QUOTED PASSAGE:

Front page | perl.perl5.porters |
Postings from July 2009
Re: Fixes for thread safety issues in PerlIO (5.8.6)
Thread Previous
|
Thread Next
From:
Adam Skwersky
Date:
July 6, 2009 08:13
Subject:
Re: Fixes for thread safety issues in PerlIO (5.8.6)
Message ID:
OF5973A57D.0A80A307-ON852575EB.00533064-852575EB.005395A0@us.ibm.com
Hi,
I did not receive any feedback regarding these proposed changes.
Its not that I need feedback, but if this is the wrong Perl list to post
this kind of content, can you please direct me to the correct list?
Thanks,
Adam Skwersky
Adam Skwersky/Lexington/IBM@IBMUS wrote on 06/30/2009 11:35:30 AM:
>
> To whom it may concern:
>
> Rational ClearQuest (CQ) and ClearCase (CC) products ship with a
> version of Perl that is packaged as 'ratlperl' and is also embedded
> in the ClearQuest product for running Perl 'hooks' ? small scripts
> that are run at certain times. In CQ/CC 7.0 and 7.0.1 and 7.1, we
> used the 5.8.6 Perl source to build ratlperl.
>
> I have been a CQ Core developer since 2001 and have worked on many
> projects and issues related to our embedding Perl in ClearQuest. One
> improvement I made was having our CQ Perl hooks run on cloned
> interpreters (using perl_clone) rather than rebuilding the entire
> hook environment every time. This saved a tremendous amount of time
> and memory, which was crucial for our server-based solutions that
> come under heavy load.
>
> The perl_clone solution has worked very well for us but we have seen
> 2 thread-safety issues with using perl_clone.

INFORMATION PROVIDED:
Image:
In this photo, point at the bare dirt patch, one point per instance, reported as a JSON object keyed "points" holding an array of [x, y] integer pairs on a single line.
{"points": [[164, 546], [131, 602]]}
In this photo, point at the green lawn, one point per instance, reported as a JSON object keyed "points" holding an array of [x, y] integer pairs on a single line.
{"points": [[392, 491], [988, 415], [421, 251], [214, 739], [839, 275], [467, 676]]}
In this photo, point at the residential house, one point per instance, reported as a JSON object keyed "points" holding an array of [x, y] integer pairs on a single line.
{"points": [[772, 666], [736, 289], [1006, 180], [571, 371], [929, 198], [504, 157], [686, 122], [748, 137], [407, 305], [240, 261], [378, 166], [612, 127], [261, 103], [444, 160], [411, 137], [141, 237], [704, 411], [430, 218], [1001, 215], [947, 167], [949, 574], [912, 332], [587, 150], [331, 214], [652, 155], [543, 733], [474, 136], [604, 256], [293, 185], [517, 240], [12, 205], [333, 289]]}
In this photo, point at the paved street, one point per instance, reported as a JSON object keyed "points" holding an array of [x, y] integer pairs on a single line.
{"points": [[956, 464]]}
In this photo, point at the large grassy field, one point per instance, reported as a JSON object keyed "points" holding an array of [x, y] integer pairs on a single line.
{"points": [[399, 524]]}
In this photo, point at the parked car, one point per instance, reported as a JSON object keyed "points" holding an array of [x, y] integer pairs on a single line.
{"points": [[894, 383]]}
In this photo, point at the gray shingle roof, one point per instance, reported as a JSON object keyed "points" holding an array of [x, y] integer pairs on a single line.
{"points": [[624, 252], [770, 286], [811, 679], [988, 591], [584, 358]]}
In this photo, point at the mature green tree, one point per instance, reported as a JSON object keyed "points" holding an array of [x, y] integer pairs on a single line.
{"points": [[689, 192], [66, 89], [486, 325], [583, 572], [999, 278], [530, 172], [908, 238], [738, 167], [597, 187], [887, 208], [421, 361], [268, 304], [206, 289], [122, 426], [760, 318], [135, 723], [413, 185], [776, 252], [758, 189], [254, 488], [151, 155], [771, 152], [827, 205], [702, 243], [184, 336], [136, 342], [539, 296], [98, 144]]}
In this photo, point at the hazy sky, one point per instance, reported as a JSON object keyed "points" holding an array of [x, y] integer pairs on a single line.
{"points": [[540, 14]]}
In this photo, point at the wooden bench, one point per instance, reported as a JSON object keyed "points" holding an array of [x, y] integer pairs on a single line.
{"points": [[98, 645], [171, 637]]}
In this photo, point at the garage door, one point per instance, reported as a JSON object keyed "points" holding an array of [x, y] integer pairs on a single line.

PROBLEMS TO SOLVE:
• a. In the PerlIO thread-safety message, which Perl source version was used to build ratlperl for CQ/CC 7.0, 7.0.1 and 7.1?
• b. Condense the paragraph of the PerlIO thread-safety message that begins "I have been a CQ Core developer" into a short bulleted list that keeps its main facts.
• c. Resume the PerlIO thread-safety message from the point where it stops.
The entries come from a different source than the PerlIO thread-safety message.

PER-TASK OUTPUTS:
• a. The 5.8.6 Perl source.

• b.
- Has been a CQ Core developer since 2001, working on many projects and issues related to embedding Perl in ClearQuest.
- Made CQ Perl hooks run on cloned interpreters (using perl_clone) instead of rebuilding the whole hook environment each time.
- This saved a great deal of time and memory, which was crucial for server-based solutions under heavy load.

• c.
>
> A) Thread-safety of PerlIO cloning on Solaris
>
> The first issue might be Solaris specific as it is the only platform
> on which I have seen it, and the relevant PerlIO code has some
> Solaris peculiarities. The issue is related to the way Perl clones
> and eventually cleans up the PerlIO layers. In the PerlIOStdio
> layer the perl_destruct call tries to clean up the FILE structure
> (see PerlIOStdio_close) without closing the underlying file descriptor
(FD).
>
> On most platforms, the PerlIOStdio_invalidate_fileno call will set
> the fileno on the FILE to be -1 or the equivalent. On Solaris
> however, this cannot be done because the FILE->_file member is
> unsigned char. Instead this method returns 0 to indicate that the
> FILE could not be invalidated normally. It reverts to the dup/dup2
> 'hack' which has the comment ?which isn't thread safe?.
>
> The sequence for the dup/dup2 hack goes like this:
>
> 1 int fd = fileno(stdio);
> 2 dupfd = PerlLIO_dup(fd);
> 3 result = PerlSIO_fclose(stdio);
> 4 PerlLIO_dup2(dupfd,fd);
> 5 PerlLIO_close(dupfd);
>
> The file descriptor stored in fd is closed by line 3 leaving it
> available for another thread to use before it can be used in the
> dup2 call on line 4.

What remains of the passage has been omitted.